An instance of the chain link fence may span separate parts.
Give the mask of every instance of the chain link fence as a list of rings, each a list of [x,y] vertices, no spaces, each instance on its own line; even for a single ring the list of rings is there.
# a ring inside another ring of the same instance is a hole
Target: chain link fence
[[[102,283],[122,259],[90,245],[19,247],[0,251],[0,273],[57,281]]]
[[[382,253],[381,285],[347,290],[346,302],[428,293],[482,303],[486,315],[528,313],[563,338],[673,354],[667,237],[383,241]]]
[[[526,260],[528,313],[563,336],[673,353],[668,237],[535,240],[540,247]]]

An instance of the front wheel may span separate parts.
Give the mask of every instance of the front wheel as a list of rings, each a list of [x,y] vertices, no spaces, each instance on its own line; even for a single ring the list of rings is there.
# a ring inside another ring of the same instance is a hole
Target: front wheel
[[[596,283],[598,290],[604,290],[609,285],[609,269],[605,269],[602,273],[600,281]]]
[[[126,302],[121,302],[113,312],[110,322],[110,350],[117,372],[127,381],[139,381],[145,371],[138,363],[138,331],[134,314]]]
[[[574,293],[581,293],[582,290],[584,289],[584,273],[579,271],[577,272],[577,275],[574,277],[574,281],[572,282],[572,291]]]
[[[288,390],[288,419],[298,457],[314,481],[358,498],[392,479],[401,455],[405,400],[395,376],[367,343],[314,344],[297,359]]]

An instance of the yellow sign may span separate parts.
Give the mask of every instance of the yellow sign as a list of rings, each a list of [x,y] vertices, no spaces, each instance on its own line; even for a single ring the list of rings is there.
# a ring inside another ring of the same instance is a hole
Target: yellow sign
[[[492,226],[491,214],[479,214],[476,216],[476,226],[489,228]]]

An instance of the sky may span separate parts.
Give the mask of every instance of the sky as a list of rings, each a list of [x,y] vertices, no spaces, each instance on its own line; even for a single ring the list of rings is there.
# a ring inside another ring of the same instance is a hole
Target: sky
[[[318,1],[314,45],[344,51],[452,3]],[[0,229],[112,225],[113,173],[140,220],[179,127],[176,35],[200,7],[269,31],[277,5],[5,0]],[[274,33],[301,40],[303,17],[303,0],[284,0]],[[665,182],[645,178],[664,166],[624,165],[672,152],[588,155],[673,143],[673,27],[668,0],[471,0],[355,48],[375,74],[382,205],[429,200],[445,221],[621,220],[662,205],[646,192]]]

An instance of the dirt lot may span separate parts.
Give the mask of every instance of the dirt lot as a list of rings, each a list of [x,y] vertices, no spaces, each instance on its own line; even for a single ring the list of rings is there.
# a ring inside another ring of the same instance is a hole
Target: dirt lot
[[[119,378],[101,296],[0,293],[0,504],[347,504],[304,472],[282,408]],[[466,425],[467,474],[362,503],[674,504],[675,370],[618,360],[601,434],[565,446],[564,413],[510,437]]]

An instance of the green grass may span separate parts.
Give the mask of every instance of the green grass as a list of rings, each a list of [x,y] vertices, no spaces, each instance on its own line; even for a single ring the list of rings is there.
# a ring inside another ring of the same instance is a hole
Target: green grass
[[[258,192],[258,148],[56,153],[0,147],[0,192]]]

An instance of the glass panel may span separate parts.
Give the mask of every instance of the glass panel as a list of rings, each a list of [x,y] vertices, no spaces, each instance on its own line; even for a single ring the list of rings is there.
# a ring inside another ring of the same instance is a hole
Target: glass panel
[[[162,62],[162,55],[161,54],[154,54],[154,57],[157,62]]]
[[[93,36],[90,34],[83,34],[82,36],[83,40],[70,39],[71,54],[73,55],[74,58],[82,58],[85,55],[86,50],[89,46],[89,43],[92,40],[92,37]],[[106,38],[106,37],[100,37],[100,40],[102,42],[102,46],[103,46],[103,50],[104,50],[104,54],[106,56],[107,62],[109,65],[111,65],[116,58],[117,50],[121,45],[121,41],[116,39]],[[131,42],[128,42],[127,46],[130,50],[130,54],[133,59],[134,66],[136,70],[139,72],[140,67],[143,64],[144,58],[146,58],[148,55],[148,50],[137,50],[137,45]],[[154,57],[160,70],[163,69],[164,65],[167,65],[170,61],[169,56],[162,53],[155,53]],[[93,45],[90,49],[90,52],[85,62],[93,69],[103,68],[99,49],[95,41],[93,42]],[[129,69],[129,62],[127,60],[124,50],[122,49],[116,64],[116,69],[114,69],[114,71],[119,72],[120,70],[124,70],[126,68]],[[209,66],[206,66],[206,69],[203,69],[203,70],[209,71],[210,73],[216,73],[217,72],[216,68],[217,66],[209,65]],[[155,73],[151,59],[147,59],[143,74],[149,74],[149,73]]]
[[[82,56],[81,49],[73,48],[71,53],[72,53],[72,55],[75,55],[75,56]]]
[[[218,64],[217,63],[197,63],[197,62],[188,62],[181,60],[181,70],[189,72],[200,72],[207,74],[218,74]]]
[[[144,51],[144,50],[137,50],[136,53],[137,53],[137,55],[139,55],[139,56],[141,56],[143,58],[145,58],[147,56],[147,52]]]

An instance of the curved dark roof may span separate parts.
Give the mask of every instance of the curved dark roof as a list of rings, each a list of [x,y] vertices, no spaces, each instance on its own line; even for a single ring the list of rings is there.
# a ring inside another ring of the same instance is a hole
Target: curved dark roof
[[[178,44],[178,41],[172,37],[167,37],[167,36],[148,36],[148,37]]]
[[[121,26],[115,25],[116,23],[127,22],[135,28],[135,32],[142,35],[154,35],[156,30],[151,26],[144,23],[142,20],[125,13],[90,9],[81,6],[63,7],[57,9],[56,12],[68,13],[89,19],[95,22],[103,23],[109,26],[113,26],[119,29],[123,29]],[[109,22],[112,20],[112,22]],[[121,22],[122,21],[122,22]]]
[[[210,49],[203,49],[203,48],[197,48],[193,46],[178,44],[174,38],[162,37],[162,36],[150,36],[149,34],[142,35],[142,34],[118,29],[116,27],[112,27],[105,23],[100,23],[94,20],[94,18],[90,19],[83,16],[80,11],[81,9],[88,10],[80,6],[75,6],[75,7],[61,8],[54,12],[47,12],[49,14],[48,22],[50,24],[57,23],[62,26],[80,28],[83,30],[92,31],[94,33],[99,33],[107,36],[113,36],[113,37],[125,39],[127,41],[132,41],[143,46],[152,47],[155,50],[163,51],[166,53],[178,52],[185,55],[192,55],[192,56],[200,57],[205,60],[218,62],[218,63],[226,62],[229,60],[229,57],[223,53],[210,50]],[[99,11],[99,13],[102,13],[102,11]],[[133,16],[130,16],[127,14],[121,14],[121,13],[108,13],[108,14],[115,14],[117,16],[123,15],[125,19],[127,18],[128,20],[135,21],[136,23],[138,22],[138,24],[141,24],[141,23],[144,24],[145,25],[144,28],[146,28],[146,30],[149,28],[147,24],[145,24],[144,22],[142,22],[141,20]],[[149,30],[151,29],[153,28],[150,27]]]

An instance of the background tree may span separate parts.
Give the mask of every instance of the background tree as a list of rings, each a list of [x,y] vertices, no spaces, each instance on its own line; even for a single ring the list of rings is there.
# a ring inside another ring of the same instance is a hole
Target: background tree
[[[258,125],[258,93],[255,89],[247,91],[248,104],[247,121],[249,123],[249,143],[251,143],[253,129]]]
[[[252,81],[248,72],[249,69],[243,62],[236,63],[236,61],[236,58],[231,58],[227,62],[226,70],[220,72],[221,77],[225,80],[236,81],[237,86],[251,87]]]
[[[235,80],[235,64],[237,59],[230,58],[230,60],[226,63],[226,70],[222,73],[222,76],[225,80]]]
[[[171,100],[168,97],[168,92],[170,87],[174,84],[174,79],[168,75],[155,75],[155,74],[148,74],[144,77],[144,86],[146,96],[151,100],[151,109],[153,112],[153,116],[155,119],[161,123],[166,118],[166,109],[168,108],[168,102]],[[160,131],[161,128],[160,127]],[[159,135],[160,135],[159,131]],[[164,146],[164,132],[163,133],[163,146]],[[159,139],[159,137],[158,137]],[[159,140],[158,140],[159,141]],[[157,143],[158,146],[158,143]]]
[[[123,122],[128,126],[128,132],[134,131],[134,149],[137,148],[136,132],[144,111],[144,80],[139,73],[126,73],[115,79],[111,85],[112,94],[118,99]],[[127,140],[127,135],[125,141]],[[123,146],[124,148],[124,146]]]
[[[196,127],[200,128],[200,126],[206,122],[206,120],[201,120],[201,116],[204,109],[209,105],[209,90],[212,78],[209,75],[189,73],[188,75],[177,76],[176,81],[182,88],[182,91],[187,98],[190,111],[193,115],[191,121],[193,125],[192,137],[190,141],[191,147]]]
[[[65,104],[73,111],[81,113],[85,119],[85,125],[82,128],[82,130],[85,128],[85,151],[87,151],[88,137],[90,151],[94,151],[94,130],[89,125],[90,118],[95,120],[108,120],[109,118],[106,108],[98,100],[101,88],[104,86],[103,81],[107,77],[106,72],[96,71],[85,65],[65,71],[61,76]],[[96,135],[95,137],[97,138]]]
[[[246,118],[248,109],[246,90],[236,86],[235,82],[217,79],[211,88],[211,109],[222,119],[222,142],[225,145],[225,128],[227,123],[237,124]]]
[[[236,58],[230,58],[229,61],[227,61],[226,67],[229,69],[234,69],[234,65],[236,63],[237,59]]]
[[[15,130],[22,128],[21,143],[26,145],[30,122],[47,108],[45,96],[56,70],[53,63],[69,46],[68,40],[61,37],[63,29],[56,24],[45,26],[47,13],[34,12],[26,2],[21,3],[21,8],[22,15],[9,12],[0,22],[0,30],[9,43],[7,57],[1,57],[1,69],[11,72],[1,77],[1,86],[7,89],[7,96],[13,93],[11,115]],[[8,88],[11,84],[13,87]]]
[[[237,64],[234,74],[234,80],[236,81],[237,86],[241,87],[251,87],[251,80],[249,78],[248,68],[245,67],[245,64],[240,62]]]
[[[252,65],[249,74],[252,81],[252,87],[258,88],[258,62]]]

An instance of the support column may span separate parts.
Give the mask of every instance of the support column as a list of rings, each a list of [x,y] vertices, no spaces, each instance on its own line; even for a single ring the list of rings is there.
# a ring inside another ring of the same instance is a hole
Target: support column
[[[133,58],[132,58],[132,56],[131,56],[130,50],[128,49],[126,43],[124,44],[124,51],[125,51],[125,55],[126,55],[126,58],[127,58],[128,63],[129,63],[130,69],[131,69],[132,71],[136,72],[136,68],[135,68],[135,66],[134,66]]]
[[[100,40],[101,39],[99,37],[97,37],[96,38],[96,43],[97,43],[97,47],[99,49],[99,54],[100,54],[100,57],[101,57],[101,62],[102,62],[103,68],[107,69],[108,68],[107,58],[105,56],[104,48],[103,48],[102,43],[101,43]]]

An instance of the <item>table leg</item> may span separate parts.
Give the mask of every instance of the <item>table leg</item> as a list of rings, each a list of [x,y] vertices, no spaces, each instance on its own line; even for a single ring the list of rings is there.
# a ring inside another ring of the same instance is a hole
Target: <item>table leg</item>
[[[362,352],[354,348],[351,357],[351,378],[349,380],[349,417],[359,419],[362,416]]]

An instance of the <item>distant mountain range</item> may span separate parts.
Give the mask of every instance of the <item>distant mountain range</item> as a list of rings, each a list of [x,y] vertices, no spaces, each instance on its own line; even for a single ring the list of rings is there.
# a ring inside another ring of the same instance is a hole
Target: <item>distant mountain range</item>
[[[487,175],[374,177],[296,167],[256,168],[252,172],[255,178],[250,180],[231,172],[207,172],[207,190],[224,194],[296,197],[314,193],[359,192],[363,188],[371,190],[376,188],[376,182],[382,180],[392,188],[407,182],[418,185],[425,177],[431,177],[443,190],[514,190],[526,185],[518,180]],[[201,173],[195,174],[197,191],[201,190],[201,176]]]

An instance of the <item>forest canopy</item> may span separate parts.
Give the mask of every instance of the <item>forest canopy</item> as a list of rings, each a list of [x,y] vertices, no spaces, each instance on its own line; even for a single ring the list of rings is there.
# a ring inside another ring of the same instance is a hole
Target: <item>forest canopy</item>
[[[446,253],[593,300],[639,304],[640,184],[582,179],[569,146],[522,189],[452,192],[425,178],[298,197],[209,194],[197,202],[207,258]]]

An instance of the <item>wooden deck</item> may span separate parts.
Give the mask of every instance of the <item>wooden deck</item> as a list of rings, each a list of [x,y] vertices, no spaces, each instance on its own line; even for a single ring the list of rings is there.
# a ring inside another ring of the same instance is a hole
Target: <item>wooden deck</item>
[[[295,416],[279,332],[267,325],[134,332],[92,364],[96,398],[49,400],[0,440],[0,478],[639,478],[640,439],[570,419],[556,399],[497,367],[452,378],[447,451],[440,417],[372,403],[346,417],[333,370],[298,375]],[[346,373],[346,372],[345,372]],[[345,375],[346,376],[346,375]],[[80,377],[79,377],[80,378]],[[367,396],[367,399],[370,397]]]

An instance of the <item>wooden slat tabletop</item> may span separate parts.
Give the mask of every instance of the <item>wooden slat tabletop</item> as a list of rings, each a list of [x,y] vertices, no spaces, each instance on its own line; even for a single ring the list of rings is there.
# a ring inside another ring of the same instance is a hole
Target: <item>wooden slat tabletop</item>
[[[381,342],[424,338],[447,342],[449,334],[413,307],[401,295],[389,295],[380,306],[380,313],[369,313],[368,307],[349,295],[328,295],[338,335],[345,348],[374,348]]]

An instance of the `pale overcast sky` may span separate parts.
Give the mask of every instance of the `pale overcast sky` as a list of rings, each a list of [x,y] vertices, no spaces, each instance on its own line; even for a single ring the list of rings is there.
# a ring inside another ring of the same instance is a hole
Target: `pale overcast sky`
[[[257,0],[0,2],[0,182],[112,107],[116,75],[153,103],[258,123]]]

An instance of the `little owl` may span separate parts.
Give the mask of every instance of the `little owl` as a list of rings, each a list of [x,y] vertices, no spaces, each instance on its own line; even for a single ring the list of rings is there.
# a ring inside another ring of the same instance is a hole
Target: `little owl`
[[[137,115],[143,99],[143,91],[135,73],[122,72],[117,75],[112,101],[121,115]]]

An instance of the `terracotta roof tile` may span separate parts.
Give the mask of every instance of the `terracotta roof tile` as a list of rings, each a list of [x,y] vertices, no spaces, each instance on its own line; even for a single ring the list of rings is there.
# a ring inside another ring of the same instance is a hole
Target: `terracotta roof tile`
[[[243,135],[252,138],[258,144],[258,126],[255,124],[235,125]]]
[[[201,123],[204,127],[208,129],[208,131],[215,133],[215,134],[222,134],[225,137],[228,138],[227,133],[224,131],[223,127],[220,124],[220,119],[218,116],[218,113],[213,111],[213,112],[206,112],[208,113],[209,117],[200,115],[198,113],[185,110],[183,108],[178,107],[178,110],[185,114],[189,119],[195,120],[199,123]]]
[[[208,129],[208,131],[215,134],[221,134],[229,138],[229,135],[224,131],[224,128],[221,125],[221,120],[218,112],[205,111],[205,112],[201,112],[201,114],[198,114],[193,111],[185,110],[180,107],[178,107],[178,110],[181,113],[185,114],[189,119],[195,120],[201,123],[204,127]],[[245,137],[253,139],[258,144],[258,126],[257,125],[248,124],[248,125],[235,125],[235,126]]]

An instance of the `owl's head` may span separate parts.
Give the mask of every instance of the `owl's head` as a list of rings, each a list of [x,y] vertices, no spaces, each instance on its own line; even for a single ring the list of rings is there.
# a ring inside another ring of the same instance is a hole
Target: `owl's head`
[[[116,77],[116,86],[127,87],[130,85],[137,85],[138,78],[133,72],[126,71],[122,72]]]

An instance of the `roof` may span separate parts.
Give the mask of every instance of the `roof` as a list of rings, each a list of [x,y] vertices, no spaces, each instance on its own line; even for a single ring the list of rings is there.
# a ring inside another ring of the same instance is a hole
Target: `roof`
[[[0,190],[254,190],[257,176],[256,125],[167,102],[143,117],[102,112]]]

____

### TASK TO CARRY OUT
Would you output, unchanged, each line from the start of the records to the line that holds "An instance of the front", both included and nothing else?

### EXERCISE ANSWER
An instance of the chain link fence may span separate parts.
Give the mask of every instance of the chain link fence as a list of rings, each a list of [x,y] vertices, no spaces, each instance on its own line; even for a single ring the list of rings is there.
# a ring inside another ring of the same instance is a hole
Target: chain link fence
[[[102,283],[122,259],[90,245],[19,247],[0,251],[0,273],[57,281]]]
[[[382,253],[381,285],[347,290],[346,302],[428,293],[482,303],[486,315],[528,313],[563,338],[673,354],[667,237],[383,241]]]
[[[526,260],[528,313],[563,336],[673,353],[668,237],[535,240],[540,247]]]

An instance of the front wheel may span separate parts.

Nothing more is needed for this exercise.